> _Entries taken from a collection_:
###
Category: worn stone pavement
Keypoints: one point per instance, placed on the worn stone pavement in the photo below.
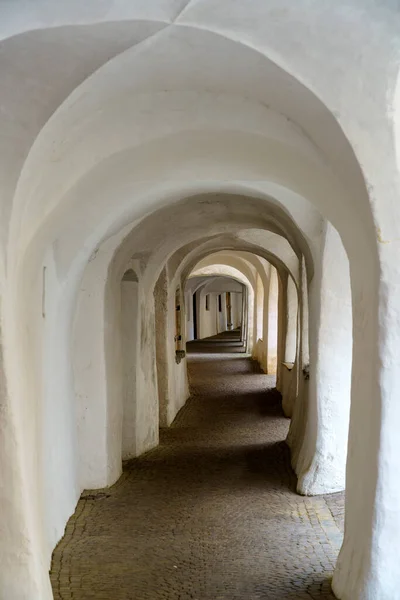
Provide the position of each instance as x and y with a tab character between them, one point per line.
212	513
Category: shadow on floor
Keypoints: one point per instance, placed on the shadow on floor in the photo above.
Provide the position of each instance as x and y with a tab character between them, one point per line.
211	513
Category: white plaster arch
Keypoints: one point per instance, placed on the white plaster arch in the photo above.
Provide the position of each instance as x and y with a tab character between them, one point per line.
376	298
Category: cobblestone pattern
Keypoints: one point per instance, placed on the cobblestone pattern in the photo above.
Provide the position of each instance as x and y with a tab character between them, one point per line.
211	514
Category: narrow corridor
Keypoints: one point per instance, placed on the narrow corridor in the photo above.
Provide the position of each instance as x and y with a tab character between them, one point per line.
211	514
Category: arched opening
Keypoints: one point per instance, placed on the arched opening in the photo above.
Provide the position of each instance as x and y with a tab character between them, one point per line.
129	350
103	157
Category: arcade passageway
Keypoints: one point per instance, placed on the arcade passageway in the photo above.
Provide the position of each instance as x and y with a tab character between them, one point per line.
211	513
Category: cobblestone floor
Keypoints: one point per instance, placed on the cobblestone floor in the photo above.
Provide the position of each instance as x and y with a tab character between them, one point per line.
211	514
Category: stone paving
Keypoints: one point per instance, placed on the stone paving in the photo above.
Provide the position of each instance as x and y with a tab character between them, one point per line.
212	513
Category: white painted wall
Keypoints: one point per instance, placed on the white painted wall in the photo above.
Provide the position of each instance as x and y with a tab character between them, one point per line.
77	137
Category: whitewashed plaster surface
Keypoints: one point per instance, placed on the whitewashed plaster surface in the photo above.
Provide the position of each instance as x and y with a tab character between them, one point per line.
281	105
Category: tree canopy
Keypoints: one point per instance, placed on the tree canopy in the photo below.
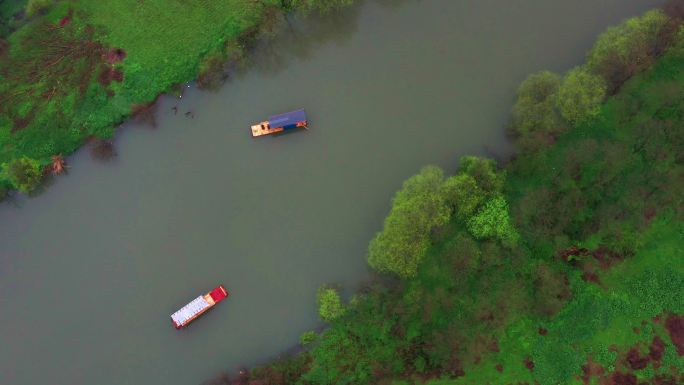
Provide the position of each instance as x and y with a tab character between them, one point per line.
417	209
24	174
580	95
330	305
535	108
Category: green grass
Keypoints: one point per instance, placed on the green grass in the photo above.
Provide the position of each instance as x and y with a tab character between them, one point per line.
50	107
###
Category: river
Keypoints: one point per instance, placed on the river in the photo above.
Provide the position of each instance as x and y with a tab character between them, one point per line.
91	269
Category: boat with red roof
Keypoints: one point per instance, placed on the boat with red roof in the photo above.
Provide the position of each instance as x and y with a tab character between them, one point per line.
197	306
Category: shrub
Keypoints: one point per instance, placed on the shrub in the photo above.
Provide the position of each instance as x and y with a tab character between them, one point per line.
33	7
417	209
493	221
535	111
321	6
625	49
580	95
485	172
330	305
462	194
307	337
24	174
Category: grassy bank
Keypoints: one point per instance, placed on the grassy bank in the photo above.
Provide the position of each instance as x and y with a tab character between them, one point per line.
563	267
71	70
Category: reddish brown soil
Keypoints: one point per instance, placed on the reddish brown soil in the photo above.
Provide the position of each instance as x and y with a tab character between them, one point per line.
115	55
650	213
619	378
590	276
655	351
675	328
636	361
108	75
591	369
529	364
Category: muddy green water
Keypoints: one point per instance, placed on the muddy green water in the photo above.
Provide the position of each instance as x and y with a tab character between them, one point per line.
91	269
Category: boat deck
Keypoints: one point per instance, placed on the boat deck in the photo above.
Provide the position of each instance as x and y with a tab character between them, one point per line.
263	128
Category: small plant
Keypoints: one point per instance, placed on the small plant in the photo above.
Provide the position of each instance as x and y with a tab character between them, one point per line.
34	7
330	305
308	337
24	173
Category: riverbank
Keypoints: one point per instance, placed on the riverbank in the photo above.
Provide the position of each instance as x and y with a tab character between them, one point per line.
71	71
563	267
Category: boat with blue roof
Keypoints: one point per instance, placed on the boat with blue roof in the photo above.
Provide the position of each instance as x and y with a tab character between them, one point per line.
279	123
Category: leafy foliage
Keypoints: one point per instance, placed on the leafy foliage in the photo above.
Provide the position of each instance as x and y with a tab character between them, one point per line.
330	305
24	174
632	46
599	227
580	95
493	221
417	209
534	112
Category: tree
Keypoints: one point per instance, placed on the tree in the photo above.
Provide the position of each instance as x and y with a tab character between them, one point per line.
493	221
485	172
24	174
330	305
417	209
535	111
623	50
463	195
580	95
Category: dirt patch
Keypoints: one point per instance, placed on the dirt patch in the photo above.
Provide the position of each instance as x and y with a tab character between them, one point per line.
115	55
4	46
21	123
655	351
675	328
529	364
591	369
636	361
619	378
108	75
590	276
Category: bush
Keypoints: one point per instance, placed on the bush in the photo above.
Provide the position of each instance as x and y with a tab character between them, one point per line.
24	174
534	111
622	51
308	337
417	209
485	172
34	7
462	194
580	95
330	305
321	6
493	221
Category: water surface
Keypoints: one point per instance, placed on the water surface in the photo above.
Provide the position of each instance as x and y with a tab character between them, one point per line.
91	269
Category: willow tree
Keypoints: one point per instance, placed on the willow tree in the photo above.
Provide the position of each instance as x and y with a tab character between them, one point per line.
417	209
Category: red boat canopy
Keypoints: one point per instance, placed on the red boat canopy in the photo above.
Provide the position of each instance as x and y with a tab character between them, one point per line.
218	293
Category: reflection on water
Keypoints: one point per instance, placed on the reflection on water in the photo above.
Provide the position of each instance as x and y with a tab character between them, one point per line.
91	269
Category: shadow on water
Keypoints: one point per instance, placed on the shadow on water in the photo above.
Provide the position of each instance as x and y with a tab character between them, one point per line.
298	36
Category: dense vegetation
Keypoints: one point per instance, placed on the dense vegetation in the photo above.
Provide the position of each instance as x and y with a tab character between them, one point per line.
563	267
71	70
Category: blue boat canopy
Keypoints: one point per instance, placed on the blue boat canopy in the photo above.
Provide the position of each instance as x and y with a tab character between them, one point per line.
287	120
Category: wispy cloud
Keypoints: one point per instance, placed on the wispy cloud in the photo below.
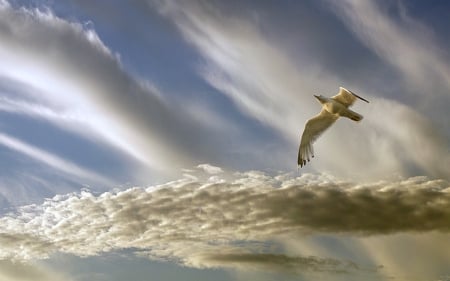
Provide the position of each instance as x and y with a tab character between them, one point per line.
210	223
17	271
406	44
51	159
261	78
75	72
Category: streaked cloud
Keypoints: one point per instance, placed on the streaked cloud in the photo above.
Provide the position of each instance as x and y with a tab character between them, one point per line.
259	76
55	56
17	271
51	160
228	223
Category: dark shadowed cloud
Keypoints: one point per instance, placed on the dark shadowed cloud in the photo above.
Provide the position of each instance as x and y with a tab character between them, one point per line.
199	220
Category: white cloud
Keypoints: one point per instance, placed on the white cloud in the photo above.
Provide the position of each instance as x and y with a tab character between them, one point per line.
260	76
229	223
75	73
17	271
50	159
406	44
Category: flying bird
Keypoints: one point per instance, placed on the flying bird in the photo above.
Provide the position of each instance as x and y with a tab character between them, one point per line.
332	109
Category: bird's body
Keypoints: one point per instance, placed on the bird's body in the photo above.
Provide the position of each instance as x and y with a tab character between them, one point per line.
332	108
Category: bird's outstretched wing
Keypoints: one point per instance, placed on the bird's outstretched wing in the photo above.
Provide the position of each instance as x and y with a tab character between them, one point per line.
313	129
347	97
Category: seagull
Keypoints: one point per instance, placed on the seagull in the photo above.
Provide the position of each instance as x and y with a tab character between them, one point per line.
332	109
###
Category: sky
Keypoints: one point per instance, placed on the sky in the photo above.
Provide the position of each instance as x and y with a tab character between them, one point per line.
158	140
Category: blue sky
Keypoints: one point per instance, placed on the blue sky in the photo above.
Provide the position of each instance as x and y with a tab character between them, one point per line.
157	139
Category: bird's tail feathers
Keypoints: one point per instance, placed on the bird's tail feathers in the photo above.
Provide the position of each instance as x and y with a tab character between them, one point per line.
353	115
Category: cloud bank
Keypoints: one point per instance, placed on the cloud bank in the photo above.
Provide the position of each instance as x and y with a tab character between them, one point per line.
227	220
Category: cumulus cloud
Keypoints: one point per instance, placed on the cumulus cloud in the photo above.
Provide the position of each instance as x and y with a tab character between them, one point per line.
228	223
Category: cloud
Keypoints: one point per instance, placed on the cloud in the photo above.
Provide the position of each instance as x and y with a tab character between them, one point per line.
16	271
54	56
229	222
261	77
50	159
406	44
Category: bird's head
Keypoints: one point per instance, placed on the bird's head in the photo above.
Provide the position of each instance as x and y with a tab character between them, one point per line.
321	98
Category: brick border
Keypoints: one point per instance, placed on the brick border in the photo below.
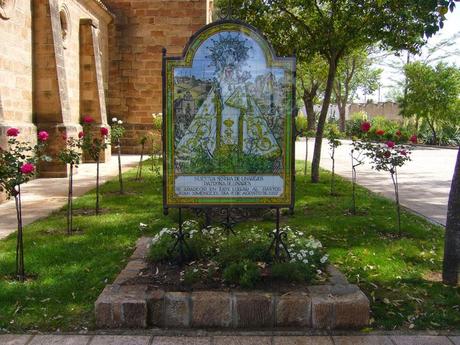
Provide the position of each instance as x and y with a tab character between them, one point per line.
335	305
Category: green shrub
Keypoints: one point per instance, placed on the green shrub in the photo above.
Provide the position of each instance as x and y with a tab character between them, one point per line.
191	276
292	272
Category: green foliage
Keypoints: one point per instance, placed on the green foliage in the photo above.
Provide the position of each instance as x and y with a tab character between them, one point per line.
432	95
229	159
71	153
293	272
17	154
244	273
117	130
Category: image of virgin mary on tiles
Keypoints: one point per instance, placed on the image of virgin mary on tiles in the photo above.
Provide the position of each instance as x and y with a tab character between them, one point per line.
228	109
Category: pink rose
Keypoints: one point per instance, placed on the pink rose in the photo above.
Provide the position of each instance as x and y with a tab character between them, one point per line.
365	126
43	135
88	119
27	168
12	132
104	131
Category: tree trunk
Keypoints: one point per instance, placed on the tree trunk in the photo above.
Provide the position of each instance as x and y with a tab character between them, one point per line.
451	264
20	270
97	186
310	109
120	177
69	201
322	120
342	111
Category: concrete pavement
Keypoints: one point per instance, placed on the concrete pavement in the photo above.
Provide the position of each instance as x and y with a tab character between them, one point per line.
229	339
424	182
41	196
###
> _YOUR OBJECTIVE_:
Where a line of the data includes the string "muddy", list that line.

> _ANSWER SPACE_:
Category: muddy green water
Keypoints: one point per instance, placed on the muddy green water in the photo above.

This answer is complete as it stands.